-- About this exercise --
Provide an exact repetition of every entry, with no word altered.

Dataset excerpts
*** Block opens ***
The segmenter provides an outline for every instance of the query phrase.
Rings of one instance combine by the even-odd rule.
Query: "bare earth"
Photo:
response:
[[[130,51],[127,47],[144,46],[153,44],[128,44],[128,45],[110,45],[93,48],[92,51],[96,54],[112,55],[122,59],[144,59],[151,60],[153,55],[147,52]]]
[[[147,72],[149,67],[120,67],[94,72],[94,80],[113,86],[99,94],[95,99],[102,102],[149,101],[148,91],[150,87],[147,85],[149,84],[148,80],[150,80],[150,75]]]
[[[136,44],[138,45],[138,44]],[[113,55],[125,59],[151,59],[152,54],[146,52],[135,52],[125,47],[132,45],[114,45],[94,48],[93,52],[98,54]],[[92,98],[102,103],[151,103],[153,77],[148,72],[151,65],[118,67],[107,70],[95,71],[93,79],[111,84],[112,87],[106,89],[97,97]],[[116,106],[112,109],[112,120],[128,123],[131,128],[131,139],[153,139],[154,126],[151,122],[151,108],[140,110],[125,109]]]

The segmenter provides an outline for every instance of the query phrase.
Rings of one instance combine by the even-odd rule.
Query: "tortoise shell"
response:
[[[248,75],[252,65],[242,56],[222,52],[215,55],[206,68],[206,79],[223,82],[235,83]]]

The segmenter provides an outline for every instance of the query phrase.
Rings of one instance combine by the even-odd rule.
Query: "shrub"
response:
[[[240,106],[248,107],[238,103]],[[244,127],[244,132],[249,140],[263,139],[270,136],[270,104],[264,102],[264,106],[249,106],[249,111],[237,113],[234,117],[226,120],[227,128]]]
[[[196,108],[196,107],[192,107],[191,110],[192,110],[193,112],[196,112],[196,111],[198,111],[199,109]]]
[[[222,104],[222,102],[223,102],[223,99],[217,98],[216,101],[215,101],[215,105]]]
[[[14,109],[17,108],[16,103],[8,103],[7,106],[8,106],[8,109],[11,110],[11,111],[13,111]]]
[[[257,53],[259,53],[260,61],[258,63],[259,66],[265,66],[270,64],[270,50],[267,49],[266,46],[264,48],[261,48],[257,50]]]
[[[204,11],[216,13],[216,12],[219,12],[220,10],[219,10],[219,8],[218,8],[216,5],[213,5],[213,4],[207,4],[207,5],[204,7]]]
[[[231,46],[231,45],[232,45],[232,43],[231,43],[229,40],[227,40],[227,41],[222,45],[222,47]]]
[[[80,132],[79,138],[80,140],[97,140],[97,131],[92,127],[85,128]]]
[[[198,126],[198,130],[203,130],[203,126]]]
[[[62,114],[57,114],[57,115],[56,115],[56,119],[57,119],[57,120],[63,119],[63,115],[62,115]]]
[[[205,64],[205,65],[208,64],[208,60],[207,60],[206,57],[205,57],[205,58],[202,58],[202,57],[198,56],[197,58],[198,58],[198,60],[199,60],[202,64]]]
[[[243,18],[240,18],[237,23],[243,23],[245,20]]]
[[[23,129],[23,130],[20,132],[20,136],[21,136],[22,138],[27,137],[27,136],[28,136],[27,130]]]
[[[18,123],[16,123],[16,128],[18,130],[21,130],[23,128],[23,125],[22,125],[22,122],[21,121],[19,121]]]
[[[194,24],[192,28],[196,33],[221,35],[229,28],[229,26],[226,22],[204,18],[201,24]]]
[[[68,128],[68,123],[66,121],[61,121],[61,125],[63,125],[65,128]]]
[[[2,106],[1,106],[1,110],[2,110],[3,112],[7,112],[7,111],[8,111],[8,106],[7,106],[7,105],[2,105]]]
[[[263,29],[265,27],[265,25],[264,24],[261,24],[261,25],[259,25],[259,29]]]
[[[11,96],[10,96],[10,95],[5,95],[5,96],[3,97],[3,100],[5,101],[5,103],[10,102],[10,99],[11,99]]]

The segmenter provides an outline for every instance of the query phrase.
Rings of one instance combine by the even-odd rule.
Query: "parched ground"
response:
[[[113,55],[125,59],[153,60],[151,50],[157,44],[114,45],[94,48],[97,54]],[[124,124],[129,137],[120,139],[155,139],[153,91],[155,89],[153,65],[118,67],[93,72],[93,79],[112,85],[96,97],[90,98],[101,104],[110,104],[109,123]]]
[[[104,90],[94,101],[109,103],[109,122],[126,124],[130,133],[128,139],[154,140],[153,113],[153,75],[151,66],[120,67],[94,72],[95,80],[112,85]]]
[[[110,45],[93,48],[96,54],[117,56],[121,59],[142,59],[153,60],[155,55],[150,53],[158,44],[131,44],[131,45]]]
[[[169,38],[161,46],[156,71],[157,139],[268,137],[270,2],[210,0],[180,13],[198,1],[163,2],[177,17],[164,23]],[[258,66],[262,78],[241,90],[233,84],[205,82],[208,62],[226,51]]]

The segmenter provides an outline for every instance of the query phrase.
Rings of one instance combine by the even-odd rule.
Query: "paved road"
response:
*** Block closes ***
-- Answer for this exercise --
The segmenter provides an outline for every instance of the query phrase.
Rings of one instance combine by the even-odd rule.
Query: "bare earth"
Photo:
response:
[[[130,51],[127,47],[144,46],[153,44],[128,44],[128,45],[110,45],[93,48],[92,51],[96,54],[112,55],[122,59],[144,59],[151,60],[153,55],[147,52]]]
[[[147,72],[149,67],[120,67],[94,72],[94,80],[113,86],[99,94],[95,99],[102,102],[149,101],[148,91],[150,87],[147,85],[149,84],[148,80],[150,80],[150,75]]]
[[[136,44],[138,45],[138,44]],[[113,55],[125,59],[151,59],[152,54],[146,52],[135,52],[125,47],[132,45],[114,45],[94,48],[93,52],[98,54]],[[92,98],[102,103],[151,103],[153,77],[148,72],[151,65],[118,67],[107,70],[95,71],[93,79],[111,84],[112,87],[106,89],[97,97]],[[116,106],[112,109],[112,120],[128,123],[131,128],[131,139],[153,139],[154,126],[151,122],[151,108],[140,110],[125,109]]]

The segmenter provides an outline for every instance of the query phrase.
Rings of one instance combine by the even-odd rule.
Query: "tortoise shell"
response:
[[[248,75],[252,65],[242,56],[222,52],[215,55],[206,68],[206,79],[223,82],[235,83]]]

The segmenter provides an outline for every instance of the query phrase.
Rings of one instance combine by the even-odd rule.
Query: "shrub"
response:
[[[240,106],[248,107],[238,103]],[[244,127],[244,132],[249,140],[263,139],[270,136],[270,104],[264,102],[264,106],[249,106],[249,111],[237,113],[234,117],[226,120],[227,128]]]
[[[196,108],[196,107],[192,107],[191,110],[192,110],[193,112],[196,112],[196,111],[198,111],[199,109]]]
[[[222,104],[222,102],[223,102],[223,99],[217,98],[216,101],[215,101],[215,105]]]
[[[14,109],[17,108],[16,103],[8,103],[7,106],[8,106],[8,109],[11,110],[11,111],[13,111]]]
[[[257,53],[259,53],[260,61],[258,63],[259,66],[265,66],[270,64],[270,50],[267,49],[266,46],[264,48],[261,48],[257,50]]]
[[[204,11],[216,13],[216,12],[219,12],[220,10],[219,10],[219,8],[218,8],[216,5],[213,5],[213,4],[207,4],[207,5],[204,7]]]
[[[231,46],[231,45],[232,45],[232,43],[231,43],[229,40],[227,40],[227,41],[222,45],[222,47]]]
[[[80,132],[79,138],[80,140],[97,140],[97,131],[92,127],[85,128]]]
[[[198,126],[198,130],[203,130],[203,126]]]
[[[62,114],[57,114],[57,115],[56,115],[56,119],[57,119],[57,120],[63,119],[63,115],[62,115]]]
[[[205,64],[205,65],[208,64],[208,60],[207,60],[206,57],[205,57],[205,58],[202,58],[202,57],[198,56],[197,58],[198,58],[198,60],[199,60],[202,64]]]
[[[243,18],[240,18],[237,23],[243,23],[245,20]]]
[[[23,129],[23,130],[20,132],[20,136],[21,136],[22,138],[27,137],[27,136],[28,136],[27,130]]]
[[[18,123],[16,123],[16,128],[18,130],[21,130],[23,128],[23,125],[22,125],[22,122],[21,121],[19,121]]]
[[[194,24],[192,28],[196,33],[221,35],[229,28],[229,26],[226,22],[204,18],[201,24]]]
[[[68,128],[68,123],[66,121],[61,121],[61,125],[63,125],[65,128]]]
[[[2,106],[1,106],[1,110],[2,110],[3,112],[7,112],[7,111],[8,111],[8,106],[7,106],[7,105],[2,105]]]
[[[263,29],[265,27],[265,25],[264,24],[261,24],[261,25],[259,25],[259,29]]]
[[[11,96],[10,96],[10,95],[5,95],[5,96],[3,97],[3,100],[5,101],[5,103],[10,102],[10,99],[11,99]]]

The segmenter provides an outline for every instance of the query phrase.
Rings of one instance combine by the even-odd rule.
Query: "parched ground"
response:
[[[113,55],[125,59],[153,60],[151,50],[157,44],[114,45],[94,48],[97,54]],[[124,124],[129,137],[120,139],[155,139],[153,91],[155,89],[153,65],[118,67],[93,72],[93,79],[112,85],[96,97],[90,98],[101,104],[110,104],[109,123]]]
[[[104,90],[94,101],[109,103],[109,122],[126,124],[130,133],[128,139],[154,140],[153,113],[153,75],[151,66],[120,67],[94,72],[95,80],[112,85]]]
[[[110,45],[93,48],[96,54],[117,56],[121,59],[142,59],[153,60],[155,55],[150,53],[158,44],[131,44],[131,45]]]
[[[169,38],[161,46],[156,71],[157,139],[268,137],[270,2],[210,0],[180,13],[198,1],[163,2],[177,17],[164,23]],[[258,66],[262,78],[241,90],[233,84],[205,82],[208,62],[226,51]]]

The segmenter provides an outline for every instance of the query phrase.
Rings of one instance combine by the even-odd rule.
Query: "paved road"
response:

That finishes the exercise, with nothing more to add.